§ **TRECHO DO TEXTO**

>>>

Quando ouviu o diagnóstico pela primeira vez, Czelusniak voltou chorando para a casa. Passou a olhar a própria vida em retrospecto e constatou que tudo fazia sentido. Em sua carreira como jornalista, por exemplo, apesar de ter ficado por nove anos na Gazeta do Povo e de ter ganhado prêmios, ela tinha dúvidas se era uma boa profissional. Não lidava bem com as pressões por prazos e sofria quando era enviada para cobrir entrevistas coletivas – quando muitos jornalistas perguntam, e ela tinha medo de perder alguma informação. Também nunca se saiu bem em processos seletivos e em dinâmicas de grupo.
“Mudou a questão da autocobrança, que era bastante forte. Passei a me cobrar menos. Entendi que a pessoa autista requer uma energia diferente, um tempo diferente”, disse. “Passei a entender que eu não era uma péssima jornalista. Eu só tinha características diferentes para algumas condições da profissão. Não me vi mais como alguém incapaz ou menos capaz, mas como alguém que tem características cerebrais diferentes”, acrescentou.

<<<

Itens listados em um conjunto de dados
>>>

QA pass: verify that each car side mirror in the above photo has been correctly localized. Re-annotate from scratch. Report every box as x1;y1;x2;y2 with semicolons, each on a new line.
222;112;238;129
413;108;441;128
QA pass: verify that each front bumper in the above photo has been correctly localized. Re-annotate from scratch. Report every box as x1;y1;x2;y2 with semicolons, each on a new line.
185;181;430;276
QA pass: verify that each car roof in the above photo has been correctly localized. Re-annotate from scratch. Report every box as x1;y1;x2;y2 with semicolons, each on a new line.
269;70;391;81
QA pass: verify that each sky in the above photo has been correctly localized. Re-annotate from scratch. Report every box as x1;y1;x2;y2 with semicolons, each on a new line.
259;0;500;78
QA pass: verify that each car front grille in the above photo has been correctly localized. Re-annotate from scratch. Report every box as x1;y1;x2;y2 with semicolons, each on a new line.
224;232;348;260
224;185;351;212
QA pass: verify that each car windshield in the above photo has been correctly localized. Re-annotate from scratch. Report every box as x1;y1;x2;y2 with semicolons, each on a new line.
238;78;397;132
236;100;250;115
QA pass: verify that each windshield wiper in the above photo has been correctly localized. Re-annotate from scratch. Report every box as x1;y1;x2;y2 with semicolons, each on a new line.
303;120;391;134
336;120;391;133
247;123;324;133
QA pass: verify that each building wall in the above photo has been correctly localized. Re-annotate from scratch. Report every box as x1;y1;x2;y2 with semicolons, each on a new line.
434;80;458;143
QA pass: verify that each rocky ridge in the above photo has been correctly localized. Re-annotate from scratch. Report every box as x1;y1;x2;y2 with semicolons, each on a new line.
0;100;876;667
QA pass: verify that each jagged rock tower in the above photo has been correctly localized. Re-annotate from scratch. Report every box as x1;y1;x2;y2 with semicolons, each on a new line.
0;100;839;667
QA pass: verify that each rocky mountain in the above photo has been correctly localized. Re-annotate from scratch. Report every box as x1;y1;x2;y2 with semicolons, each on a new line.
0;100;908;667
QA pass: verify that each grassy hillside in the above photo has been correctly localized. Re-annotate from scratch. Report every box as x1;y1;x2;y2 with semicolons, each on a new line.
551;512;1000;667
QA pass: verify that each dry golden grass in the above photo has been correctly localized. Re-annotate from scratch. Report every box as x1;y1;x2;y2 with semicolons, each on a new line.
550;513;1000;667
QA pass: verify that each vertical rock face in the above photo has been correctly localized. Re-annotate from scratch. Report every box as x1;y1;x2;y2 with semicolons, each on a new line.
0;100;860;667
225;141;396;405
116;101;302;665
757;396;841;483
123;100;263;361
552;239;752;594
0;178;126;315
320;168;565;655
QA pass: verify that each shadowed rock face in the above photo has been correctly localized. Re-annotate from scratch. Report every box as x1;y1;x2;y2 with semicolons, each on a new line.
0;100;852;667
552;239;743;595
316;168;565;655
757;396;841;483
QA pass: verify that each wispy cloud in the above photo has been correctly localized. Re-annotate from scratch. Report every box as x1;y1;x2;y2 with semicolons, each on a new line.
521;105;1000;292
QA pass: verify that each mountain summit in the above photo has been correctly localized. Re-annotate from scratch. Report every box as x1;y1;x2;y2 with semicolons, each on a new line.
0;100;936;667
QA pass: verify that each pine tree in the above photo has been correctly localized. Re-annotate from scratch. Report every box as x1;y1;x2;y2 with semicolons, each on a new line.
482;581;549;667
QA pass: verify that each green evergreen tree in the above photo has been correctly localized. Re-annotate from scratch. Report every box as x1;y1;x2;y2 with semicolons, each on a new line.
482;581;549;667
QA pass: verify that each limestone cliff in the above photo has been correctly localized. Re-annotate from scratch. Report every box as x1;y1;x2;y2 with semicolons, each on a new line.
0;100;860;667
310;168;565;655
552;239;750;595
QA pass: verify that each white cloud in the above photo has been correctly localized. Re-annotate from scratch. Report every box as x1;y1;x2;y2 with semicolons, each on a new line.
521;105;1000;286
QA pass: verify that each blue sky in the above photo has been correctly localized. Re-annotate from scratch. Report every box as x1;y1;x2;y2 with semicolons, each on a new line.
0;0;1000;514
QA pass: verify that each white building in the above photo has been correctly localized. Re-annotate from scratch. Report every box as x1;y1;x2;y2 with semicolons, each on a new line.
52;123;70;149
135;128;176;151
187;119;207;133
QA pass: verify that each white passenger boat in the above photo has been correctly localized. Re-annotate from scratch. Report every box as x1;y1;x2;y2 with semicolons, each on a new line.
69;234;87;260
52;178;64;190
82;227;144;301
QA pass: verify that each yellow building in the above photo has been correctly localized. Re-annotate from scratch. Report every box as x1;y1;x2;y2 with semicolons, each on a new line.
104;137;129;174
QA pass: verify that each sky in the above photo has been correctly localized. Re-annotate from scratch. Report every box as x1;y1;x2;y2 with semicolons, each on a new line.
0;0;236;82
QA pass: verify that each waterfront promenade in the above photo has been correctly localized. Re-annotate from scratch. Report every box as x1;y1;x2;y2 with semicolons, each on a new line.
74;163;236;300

<<<

§ **TAREFAS E EXERCÍCIOS**
a: Diga se cada afirmação abaixo está de acordo com o trecho, respondendo sim ou não e citando literalmente as palavras do trecho que decidem a questão: (i) Czelusniak trabalhou por nove anos na Gazeta do Povo; (ii) Ela sempre se saiu bem em dinâmicas de grupo; (iii) Depois do diagnóstico, ela passou a se cobrar mais.
b: Segundo o trecho, por que Czelusniak sofria ao ser enviada para cobrir entrevistas coletivas? Responda em uma a três frases.
c: Reproduza palavra por palavra tudo o que vai de "Quando ouviu o" até "dinâmicas de grupo." no trecho.
As linhas não têm relação com o trecho.

§ **RESPOSTAS DAS TAREFAS**
a:
(i) Sim: "apesar de ter ficado por nove anos na Gazeta do Povo".
(ii) Não: "Também nunca se saiu bem em processos seletivos e em dinâmicas de grupo."
(iii) Não: "Passei a me cobrar menos."

b: Ela sofria porque, nas entrevistas coletivas, muitos jornalistas fazem perguntas, e ela tinha medo de perder alguma informação.

c:
Quando ouviu o diagnóstico pela primeira vez, Czelusniak voltou chorando para a casa. Passou a olhar a própria vida em retrospecto e constatou que tudo fazia sentido. Em sua carreira como jornalista, por exemplo, apesar de ter ficado por nove anos na Gazeta do Povo e de ter ganhado prêmios, ela tinha dúvidas se era uma boa profissional. Não lidava bem com as pressões por prazos e sofria quando era enviada para cobrir entrevistas coletivas – quando muitos jornalistas perguntam, e ela tinha medo de perder alguma informação. Também nunca se saiu bem em processos seletivos e em dinâmicas de grupo.